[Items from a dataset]
========
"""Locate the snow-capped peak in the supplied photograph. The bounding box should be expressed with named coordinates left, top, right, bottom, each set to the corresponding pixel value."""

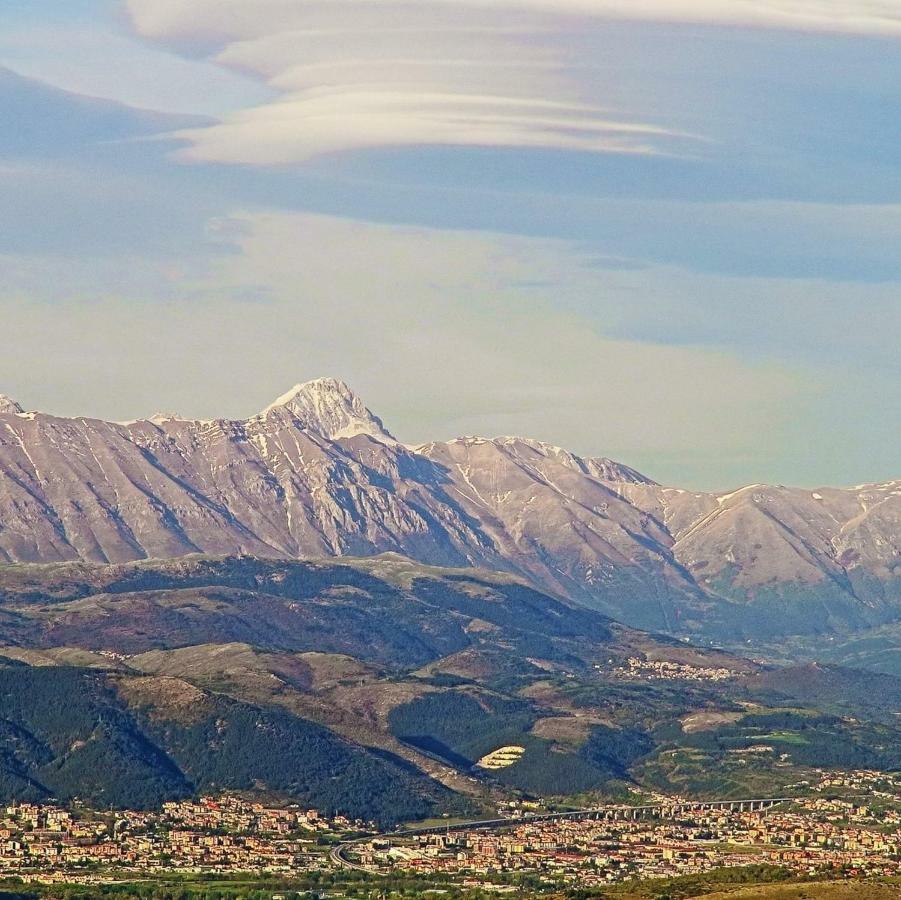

left=0, top=395, right=23, bottom=415
left=259, top=377, right=394, bottom=442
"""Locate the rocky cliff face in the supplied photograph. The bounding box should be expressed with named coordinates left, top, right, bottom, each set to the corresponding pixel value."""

left=1, top=380, right=898, bottom=638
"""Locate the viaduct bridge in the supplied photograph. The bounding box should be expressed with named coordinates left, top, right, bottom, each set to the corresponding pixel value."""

left=394, top=796, right=795, bottom=837
left=331, top=797, right=797, bottom=870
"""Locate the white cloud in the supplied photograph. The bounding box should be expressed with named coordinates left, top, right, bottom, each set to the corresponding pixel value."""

left=123, top=0, right=901, bottom=164
left=125, top=0, right=700, bottom=164
left=175, top=90, right=680, bottom=164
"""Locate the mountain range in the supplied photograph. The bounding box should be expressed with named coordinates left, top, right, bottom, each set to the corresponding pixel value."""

left=1, top=378, right=899, bottom=643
========
= WHAT TO WORK ON =
Only the lines from the one containing "the rocky cliff" through the final line of the records above should be printed, exactly as they stand.

= SOLUTION FOR THIS TASK =
"""Locate the rocky cliff face in the supplied photograph. The bounding box should be expressed with named coordinates left, top, right, bottom, each set to the corresponding pixel value."""

left=1, top=380, right=898, bottom=638
"""Locate the viaduct bridge in the supplied photograph. The bounding box should be expressed with named coordinates left, top, right, bottom, each set to the corresponding pixel value."""

left=394, top=796, right=795, bottom=837
left=331, top=797, right=797, bottom=870
"""Locate the white cloud in the supplied photograph. The bounding box should be expressed with named coordinates left, top, right, bottom, each set to the corresponding pixel value."""

left=123, top=0, right=901, bottom=164
left=125, top=0, right=700, bottom=164
left=175, top=90, right=680, bottom=164
"""Locate the mountain range in the supplied photograph. The bounding box should be expressed with named coordinates left, top, right, bottom, each set to the corresponding pixel value."""

left=1, top=378, right=899, bottom=643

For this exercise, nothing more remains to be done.